* [Aim]:
Copy out all of the records below word for word, and leave the pictures out of your answer.

* [Data in this exercise]:
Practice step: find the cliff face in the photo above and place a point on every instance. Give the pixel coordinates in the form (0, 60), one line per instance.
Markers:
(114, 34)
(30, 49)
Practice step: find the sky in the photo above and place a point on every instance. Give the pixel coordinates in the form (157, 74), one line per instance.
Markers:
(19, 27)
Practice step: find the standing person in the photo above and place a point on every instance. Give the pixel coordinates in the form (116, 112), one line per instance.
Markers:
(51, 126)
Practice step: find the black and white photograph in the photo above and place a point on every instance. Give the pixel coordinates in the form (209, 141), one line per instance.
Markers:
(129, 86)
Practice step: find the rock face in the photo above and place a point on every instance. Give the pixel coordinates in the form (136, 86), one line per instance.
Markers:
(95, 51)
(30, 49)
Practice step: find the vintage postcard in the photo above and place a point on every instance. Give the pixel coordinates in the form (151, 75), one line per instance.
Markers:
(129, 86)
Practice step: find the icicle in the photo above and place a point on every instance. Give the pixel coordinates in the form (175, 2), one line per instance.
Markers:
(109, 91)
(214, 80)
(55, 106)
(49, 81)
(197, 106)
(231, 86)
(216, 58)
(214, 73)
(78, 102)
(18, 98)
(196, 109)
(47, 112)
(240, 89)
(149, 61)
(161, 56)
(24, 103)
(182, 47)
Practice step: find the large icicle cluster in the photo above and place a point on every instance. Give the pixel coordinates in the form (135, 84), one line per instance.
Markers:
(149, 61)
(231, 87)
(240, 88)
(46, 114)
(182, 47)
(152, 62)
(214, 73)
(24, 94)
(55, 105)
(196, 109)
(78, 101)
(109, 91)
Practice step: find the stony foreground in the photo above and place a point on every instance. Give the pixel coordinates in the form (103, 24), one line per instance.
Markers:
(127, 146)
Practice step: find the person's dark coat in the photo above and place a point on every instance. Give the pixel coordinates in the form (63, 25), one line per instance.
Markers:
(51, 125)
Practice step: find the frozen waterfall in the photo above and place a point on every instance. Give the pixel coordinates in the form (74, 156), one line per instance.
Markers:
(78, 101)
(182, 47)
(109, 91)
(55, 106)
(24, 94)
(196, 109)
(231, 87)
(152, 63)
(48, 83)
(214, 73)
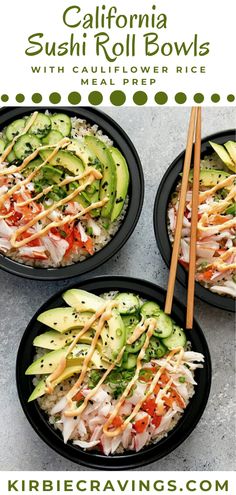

* [Expected answer]:
Practice step: find the cliff face in the photo above and place a point on every instance. Give the pixel coordinates in the form (0, 60), one line per instance.
Markers:
(114, 34)
(30, 49)
Practice step: find the sky in the photo above and place a point on every instance. Give the pixel coordinates in the form (157, 74), one line per instance.
Markers:
(19, 27)
Practice step: find the standing person in the photo above and place a point on every instance. Give the pixel coordinates in the form (116, 112), one line per instance.
Markers:
(51, 126)
Practice step: find the black and white photograph in the photo above and place a point on every instance. Give the pixel coordinates in the form (209, 141), one line per instance.
Markers:
(129, 86)
Practice step: find the rock face in the photo above and place a point on every instance. Give the pixel coordinates in the form (136, 86), one line per instance.
Markers:
(95, 51)
(30, 49)
Practice step: find the vintage postcard in the photo above and place a point on every instance. Give the pixel coordinates in the form (151, 75), one line per instance.
Markers:
(129, 86)
Practice step: find the icicle in the photo above and place a point on every instance. Give the pixel coordinates in the form (175, 2), one line per instance.
Markers:
(109, 91)
(214, 80)
(55, 106)
(49, 81)
(197, 106)
(231, 86)
(216, 58)
(214, 73)
(78, 102)
(18, 98)
(196, 109)
(47, 112)
(240, 89)
(149, 61)
(161, 56)
(24, 103)
(182, 47)
Practice step: find the large icicle cluster in the photo above and place a point on every instance. Give the pixel coordinates in the form (135, 84), one line per instance.
Markers:
(149, 61)
(231, 87)
(240, 88)
(46, 114)
(182, 47)
(152, 62)
(214, 73)
(24, 94)
(55, 105)
(196, 109)
(78, 101)
(109, 91)
Practice step: find the stony foreground in the photo above and place a point on every instance. Give the pixel coordinates in the form (103, 24), one line per instance.
Markers:
(127, 146)
Practice step: find the person's dark coat in the photo above and place a point on every instance. Give the pixel coordinates in the form (63, 25), one line per instance.
Markers:
(51, 125)
Practice step: find the frozen waterfall in the photo above and place a point on every instance. Give the pixel coordinates in the form (74, 156), one line per instance.
Markers:
(78, 101)
(182, 47)
(109, 91)
(55, 106)
(24, 94)
(196, 109)
(231, 87)
(152, 63)
(48, 83)
(214, 73)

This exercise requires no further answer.